Your instructions: Retype the data that follows line by line, exactly, and leave its pictures out.

Start of Given records

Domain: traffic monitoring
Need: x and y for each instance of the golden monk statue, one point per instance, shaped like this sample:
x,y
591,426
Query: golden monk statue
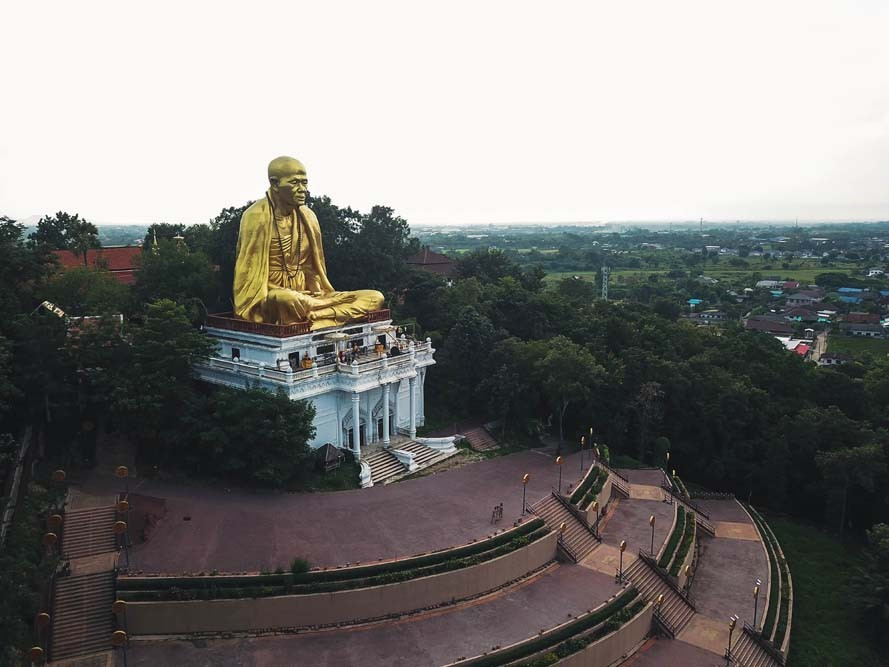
x,y
280,275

End of Given records

Output below:
Domain: traffic monitoring
Need: x and y for each instance of the golden monk statue, one point per instance, shaped like this sample:
x,y
591,426
Query: golden monk statue
x,y
280,275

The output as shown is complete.